>>>>>

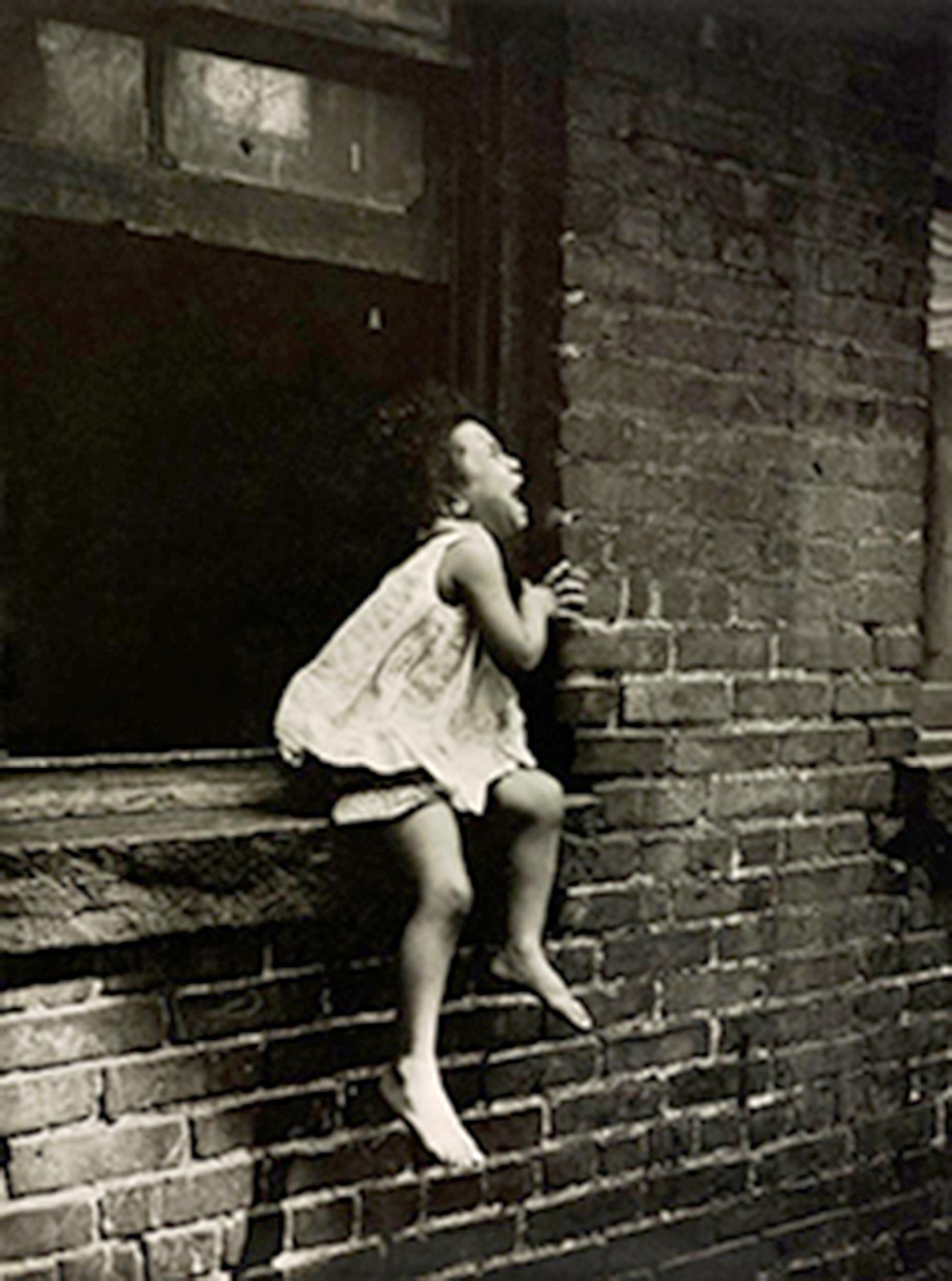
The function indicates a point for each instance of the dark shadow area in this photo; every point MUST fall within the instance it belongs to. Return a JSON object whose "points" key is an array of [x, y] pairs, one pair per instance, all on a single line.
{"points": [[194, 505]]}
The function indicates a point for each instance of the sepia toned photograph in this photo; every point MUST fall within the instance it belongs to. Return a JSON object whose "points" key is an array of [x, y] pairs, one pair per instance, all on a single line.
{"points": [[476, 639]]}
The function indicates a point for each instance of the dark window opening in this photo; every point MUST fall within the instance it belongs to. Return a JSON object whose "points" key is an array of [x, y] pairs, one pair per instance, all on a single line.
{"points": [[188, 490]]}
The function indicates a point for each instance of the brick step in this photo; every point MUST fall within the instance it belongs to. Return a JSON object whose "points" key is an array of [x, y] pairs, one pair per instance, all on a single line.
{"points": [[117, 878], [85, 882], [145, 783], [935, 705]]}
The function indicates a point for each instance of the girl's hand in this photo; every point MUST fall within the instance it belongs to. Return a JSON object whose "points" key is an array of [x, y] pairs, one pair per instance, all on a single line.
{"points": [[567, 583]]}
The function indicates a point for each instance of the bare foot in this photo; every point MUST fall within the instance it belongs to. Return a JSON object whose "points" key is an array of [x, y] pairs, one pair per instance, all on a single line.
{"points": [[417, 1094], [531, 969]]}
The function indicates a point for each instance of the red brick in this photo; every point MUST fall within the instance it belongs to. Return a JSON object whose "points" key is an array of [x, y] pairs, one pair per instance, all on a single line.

<<<<<

_Directions for this task_
Please change "this photo" to "the image" everywhere in the items above and give all their lines again with nothing else altered, leaving out the pictures.

_Correct response_
The function indicates a point for each instance of the dark shadow area in the image; every point MUST fall within the instance it belongs to. Return a JSON object whose "points" key is an array of [x, y] pairs, one pair per instance, all on a single line.
{"points": [[194, 505]]}
The function indicates a point for each instance of the sepia toned photograph in the image; every point MUST fall within the instance it belongs to. Return a JSON object whose "points" key is an array of [x, y] pairs, one pair per instance, all on a single line.
{"points": [[476, 639]]}
The function indicates a point for each instance of the dark window opening in the image; every point MUST fall within the instance it belongs to. Return a JSON object whose "points" key is an array of [x, y] pairs, one pair per instance, all on a single line.
{"points": [[188, 490]]}
The function indicates a point for each instance of the brick step in the image; every point MUST fall within the instance it belongs to. Return a JSON object whose "points" key is an array of [x, y] pairs, one pair per instance, all on a single line.
{"points": [[117, 878], [85, 882], [145, 783], [935, 705]]}
The function indicates a point for each instance of the girl's hand in the image; every point MUST fall within the instance it belongs to. Return a JSON object whose "points" key is an array of [x, y] pairs, one pair per instance, all on a single line.
{"points": [[567, 583]]}
The function indicates a point for each instance of the bare foot in the image; every point MUST fall within the instance it belongs to. Return a JSON object whose "points" key is an array of [x, y] pairs, one pair per instance, all on a single line.
{"points": [[417, 1094], [531, 969]]}
The function indicates a point for each instance of the red brick in the image; every point MUST fall within the instance it belongs to. Return a JSON object whose "points" key is an array of [x, y] pairs, one pair per instance, all on a single line.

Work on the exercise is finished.